Page extract:
Chapter 11: Random Forests

Note: Some results may differ from the hard copy book due to the changing of sampling procedures introduced in R 3.6.0. See http://bit.ly/35D1SW7 for more details. Access and run the source code for this notebook here.

Hidden chapter requirements used in the book to set the plotting theme and load packages used in hidden code chunks:

# Set global R options
options(scipen = 999)

# Set the graphical theme
ggplot2::theme_set(ggplot2::theme_light())

# Set global knitr chunk options
knitr::opts_chunk$set(
  warning = FALSE, 
  message = FALSE
)

library(rsample)

Data:
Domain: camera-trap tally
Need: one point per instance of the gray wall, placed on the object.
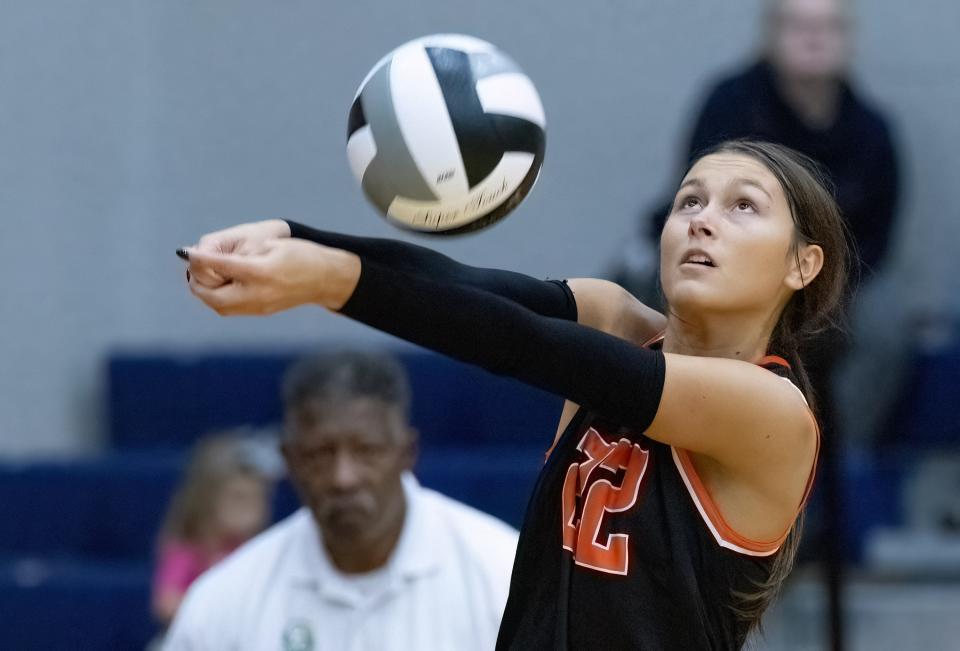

Directions:
1. Answer these questions using the Random Forests chapter extract.
(a) Which R version introduced the sampling changes that may cause results to differ from the hard copy book?
(b) Which ggplot2 theme does the code set as the graphical theme?
(c) Which package is loaded with the library() call?
2. Reproduce the Random Forests chapter extract from "Note: Some results" up to and including "this notebook here.".
3. Continue the Random Forests chapter extract from the point where it stops.

Task-by-task results:
1.
(a) R 3.6.0
(b) theme_light()
(c) rsample

2.
Note: Some results may differ from the hard copy book due to the changing of sampling procedures introduced in R 3.6.0. See http://bit.ly/35D1SW7 for more details. Access and run the source code for this notebook here.

3.
Prerequisites

This chapter leverages the following packages:

# Helper packages
library(dplyr)    # for data wrangling
library(ggplot2)  # for awesome graphics

# Modeling packages
library(ranger)   # a c++ implementation of random forest 
library(h2o)      # a java-based implementation of random forest

We’ll continue working with the ames_train data set:

# create Ames training data
set.seed(123)
ames <- AmesHousing::make_ames()
split  <- initial_split(ames, prop = 0.7, strata = "Sale_Price")
ames_train  <- training(split)

Out-of-the-box performance

# number of features
n_features <- length(setdiff(names(ames_train), "Sale_Price"))

# train a default random forest model
ames_rf1 <- ranger(
  Sale_Price ~ ., 
  data = ames_train,
  mtry = floor(n_features / 3),
  respect.unordered.factors = "order",
  seed = 123
)

# get OOB RMSE
(default_rmse <- sqrt(ames_rf1$prediction.error))

[1] 26042.77

Hyperparameters

Number of trees

Figure 11.1:

# number of features
n_features <- ncol(ames_train) - 1

# tuning grid
tuning_grid <- expand.grid(
  trees = seq(10, 1000, by = 20),
  rmse  = NA
)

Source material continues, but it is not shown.